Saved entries
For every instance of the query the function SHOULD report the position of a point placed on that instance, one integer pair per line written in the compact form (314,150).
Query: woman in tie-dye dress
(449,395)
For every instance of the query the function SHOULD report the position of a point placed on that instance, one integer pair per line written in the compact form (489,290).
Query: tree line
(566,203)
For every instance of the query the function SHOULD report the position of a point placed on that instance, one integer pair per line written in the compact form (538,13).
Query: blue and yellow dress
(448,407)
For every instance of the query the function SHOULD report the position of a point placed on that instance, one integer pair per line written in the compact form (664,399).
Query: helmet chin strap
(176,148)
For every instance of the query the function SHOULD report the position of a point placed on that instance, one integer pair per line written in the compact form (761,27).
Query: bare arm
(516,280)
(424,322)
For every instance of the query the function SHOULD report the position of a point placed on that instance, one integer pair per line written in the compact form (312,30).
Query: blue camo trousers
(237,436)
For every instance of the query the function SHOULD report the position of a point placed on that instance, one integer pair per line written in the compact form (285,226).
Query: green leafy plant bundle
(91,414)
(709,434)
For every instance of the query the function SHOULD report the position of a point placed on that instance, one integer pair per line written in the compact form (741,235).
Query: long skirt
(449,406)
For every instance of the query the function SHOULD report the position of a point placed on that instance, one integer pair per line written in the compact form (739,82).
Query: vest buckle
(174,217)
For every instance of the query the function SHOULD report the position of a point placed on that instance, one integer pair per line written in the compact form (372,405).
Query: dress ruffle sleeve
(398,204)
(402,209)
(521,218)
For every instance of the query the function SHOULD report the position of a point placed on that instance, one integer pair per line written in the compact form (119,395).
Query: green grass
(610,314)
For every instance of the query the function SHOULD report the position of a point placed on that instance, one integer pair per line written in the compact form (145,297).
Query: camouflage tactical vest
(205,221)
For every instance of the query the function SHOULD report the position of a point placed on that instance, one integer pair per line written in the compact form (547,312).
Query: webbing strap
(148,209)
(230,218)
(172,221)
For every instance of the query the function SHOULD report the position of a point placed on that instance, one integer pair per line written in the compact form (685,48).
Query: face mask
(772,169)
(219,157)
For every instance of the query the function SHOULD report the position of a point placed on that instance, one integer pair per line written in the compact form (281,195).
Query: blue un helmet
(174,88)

Task directions: The response should consist of all the entries, reproduced word for word.

Task output:
For every instance of the query the function SHOULD report the position of a point placed on that instance, one integer pair per line written in the compact form (314,150).
Query: woman in tie-dye dress
(449,395)
For every instance of the query the function SHOULD report the position of a point placed on that instance, one integer pair per line written in the compact form (489,290).
Query: tree line
(566,203)
For every instance of the query the function SHOULD report the position of a point placed on that instance, one integer pair per line written in the compact form (538,13).
Query: blue and yellow dress
(448,407)
For every instance of the query the function SHOULD report the position of a point placed on that instance, one integer pair per line written in the compact form (664,399).
Query: helmet chin strap
(176,148)
For every instance of the query the function SHOULD report the position of a point placed on that instance, one integer pair per line written in the compact form (761,27).
Query: bare arm
(516,280)
(424,322)
For every instance of the query the function SHOULD report the position of a point placed on that instance, one integer pair per line written in the compact form (312,30).
Query: blue camo trousers
(237,436)
For every instance of the query the function SHOULD report the position of a point placed on that instance, one integer pair per line written in the compact form (285,226).
Query: green leafy plant bundle
(91,414)
(709,434)
For every instance of the query the function SHOULD report the position of a point placed on that instance, one integer pair per line written in the compact form (741,235).
Query: long skirt
(449,406)
For every instance of the query the function SHOULD report the position of a point placed on that instance, one integer pair per line written in the compact form (739,82).
Query: vest buckle
(174,217)
For every instance of the query the function SHOULD report the position of a point placed on that instance, one integer pair per line written in the compact form (372,405).
Query: dress ruffle sleeve
(398,204)
(402,209)
(521,218)
For every instance of the query the function SHOULD report the position of a point placed on that instance, one integer pair per line written in the compact form (119,395).
Query: green grass
(610,314)
For every instance of the query the function SHOULD report the position of a point placed on that instance, one integer pair per line written in the compact form (145,297).
Query: camouflage tactical vest
(205,221)
For every instance of the query the function SHOULD report the position of a point placed on that instance, one integer pair per line written in the compact form (547,312).
Query: webbing strap
(148,209)
(230,218)
(172,221)
For every instance of the query the function SHOULD report the position of a point placed on that instance, one integer pair per line written in the compact form (685,48).
Query: face mask
(772,169)
(219,157)
For every instance of the query the function SHOULD report the position of a point placed on that instance, one integer pair per line written in the compact form (281,195).
Query: blue un helmet
(174,88)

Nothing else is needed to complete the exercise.